Given exercise:
Retype the Thomas Revard interview below in full, word for word.

Text block:
----------------------------------------

Axeon's Thomas Revard - Climbing to New Heights from Indiana's Windswept Roads

Thomas Revard is climbing to prominence, literally. The 20-year-old Hagens Berman Axeon rider claimed his first pro victory at the Redlands Bicycle Classic this spring thanks to his climbing prowess. The reigning U.S. U23 criterium champ, he’s also learned to excel in flat races. Thomas grew up in Carmel, Ind., near Zipp’s factory and offices. He ran cross country on state championship teams and was involved in his family’s multigenerational bike shop, the Bike Line. We caught up with Thomas when he recently dropped by Zipp. Below is an edited transcript:

What was your expectation going into the Redlands Classic?

My role was to ride in support of Sean and Will, but heading into the final climb of stage 2 I countered a move and ended up getting a gap. It wasn’t necessarily the team plan going into it, but it ended up panning out pretty well. That put us in the yellow jersey, got us in a comfortable lead that we could possibly manage throughout the week. All around it was pretty special to me because it was my first pro win. Winning the GC would not have happened without the team.

Photo © Brian Sarno

You’re known as a strong climber but you also finish well in many criteriums. Has that been difficult to get that balance in your performance?

----------------------------------------

Collected data
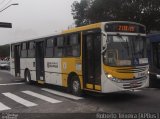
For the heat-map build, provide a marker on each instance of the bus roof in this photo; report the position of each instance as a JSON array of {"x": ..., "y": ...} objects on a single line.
[
  {"x": 154, "y": 37},
  {"x": 76, "y": 29}
]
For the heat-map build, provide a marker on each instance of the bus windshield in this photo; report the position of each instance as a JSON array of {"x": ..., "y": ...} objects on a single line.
[{"x": 125, "y": 50}]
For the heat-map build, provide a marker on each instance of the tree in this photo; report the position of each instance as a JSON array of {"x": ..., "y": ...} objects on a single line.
[{"x": 146, "y": 12}]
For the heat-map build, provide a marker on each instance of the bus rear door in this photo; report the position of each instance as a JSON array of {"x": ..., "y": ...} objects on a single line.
[
  {"x": 40, "y": 61},
  {"x": 17, "y": 60},
  {"x": 92, "y": 60}
]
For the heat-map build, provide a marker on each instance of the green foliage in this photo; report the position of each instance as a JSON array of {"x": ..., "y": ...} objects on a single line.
[
  {"x": 4, "y": 51},
  {"x": 146, "y": 12}
]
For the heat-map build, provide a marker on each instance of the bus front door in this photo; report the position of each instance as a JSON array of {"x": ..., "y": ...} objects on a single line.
[
  {"x": 40, "y": 61},
  {"x": 17, "y": 60},
  {"x": 92, "y": 61}
]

----------------------------------------

Written response:
Axeon's Thomas Revard - Climbing to New Heights from Indiana's Windswept Roads

Thomas Revard is climbing to prominence, literally. The 20-year-old Hagens Berman Axeon rider claimed his first pro victory at the Redlands Bicycle Classic this spring thanks to his climbing prowess. The reigning U.S. U23 criterium champ, he’s also learned to excel in flat races. Thomas grew up in Carmel, Ind., near Zipp’s factory and offices. He ran cross country on state championship teams and was involved in his family’s multigenerational bike shop, the Bike Line. We caught up with Thomas when he recently dropped by Zipp. Below is an edited transcript:

What was your expectation going into the Redlands Classic?

My role was to ride in support of Sean and Will, but heading into the final climb of stage 2 I countered a move and ended up getting a gap. It wasn’t necessarily the team plan going into it, but it ended up panning out pretty well. That put us in the yellow jersey, got us in a comfortable lead that we could possibly manage throughout the week. All around it was pretty special to me because it was my first pro win. Winning the GC would not have happened without the team.

Photo © Brian Sarno

You’re known as a strong climber but you also finish well in many criteriums. Has that been difficult to get that balance in your performance?